----- PROVIDED INFORMATION -----

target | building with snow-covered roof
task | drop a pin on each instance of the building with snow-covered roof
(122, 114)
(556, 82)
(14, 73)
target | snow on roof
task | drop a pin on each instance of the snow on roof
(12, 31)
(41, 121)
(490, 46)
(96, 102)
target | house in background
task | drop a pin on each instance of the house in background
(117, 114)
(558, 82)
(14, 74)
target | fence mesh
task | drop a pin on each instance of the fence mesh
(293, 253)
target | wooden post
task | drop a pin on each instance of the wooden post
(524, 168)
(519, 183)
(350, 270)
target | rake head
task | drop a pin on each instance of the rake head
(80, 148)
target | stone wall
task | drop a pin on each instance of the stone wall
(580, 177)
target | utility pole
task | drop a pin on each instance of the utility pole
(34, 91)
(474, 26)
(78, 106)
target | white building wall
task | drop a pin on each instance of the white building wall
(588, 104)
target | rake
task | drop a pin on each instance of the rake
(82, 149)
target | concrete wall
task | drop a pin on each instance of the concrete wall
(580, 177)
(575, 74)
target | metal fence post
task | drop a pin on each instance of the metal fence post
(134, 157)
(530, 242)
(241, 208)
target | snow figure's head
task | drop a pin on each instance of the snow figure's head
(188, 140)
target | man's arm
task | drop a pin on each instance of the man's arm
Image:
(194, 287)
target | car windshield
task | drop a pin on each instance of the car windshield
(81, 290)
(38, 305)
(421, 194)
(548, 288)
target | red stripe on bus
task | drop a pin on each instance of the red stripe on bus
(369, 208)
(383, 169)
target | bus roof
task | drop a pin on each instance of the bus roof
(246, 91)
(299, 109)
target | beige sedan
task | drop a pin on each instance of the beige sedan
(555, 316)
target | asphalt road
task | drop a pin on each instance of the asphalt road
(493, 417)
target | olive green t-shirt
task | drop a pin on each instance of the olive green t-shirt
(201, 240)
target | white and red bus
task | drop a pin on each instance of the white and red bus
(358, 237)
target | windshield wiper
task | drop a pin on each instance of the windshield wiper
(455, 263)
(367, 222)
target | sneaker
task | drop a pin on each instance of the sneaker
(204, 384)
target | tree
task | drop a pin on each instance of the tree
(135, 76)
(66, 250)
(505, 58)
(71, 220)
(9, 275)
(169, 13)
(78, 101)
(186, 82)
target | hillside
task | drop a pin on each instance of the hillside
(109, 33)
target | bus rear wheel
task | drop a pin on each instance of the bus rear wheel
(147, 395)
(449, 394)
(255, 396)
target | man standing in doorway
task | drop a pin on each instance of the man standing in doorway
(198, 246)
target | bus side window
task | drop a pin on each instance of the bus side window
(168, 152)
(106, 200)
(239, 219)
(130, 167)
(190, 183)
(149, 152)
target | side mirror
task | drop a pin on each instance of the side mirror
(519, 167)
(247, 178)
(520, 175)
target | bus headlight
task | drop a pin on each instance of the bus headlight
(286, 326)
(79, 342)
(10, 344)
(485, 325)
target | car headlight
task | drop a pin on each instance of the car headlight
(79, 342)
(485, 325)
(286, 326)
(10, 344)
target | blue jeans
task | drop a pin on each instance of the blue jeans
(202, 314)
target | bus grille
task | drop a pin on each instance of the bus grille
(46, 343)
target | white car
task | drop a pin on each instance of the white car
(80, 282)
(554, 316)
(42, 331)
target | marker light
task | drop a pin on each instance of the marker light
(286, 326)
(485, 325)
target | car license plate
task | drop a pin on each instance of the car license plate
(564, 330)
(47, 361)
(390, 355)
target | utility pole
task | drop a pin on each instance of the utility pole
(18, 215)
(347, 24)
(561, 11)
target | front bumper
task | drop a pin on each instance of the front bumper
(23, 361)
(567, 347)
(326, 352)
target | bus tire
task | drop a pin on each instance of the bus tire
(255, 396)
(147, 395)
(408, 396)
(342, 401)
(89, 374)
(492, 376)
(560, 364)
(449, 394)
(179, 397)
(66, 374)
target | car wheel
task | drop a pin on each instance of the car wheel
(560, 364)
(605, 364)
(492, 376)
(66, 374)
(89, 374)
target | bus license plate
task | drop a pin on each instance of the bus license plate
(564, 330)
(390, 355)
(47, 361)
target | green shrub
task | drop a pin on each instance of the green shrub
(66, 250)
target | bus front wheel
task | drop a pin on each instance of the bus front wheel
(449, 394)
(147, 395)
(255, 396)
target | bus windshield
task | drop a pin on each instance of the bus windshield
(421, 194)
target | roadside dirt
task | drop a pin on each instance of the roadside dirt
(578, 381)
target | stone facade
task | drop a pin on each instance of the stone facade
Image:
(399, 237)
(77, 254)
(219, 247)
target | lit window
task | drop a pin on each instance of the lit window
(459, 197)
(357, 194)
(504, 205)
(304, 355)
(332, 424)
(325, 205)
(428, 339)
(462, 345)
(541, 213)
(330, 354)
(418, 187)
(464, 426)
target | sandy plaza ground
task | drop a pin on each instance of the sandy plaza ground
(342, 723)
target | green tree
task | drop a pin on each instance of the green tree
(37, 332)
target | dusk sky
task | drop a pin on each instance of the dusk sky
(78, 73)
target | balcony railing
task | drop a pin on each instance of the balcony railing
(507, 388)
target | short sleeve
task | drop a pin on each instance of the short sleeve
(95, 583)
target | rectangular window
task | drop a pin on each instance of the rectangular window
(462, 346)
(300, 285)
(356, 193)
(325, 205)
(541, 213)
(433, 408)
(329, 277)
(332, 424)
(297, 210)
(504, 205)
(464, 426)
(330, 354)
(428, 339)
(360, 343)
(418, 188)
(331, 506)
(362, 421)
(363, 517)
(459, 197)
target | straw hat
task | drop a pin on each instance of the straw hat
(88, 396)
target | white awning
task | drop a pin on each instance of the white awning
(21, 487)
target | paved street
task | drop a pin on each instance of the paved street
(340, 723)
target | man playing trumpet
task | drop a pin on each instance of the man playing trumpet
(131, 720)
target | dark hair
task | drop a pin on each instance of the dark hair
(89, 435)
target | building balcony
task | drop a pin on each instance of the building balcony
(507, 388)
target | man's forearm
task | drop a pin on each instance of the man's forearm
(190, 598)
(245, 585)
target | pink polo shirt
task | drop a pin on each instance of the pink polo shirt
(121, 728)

-----

* WHAT YOU SHOULD DO: Single out each line of the records above with the string "facade" in it, and copy it.

* TASK ANSWER:
target | stone facade
task | drop a pin on each instance of the stone facade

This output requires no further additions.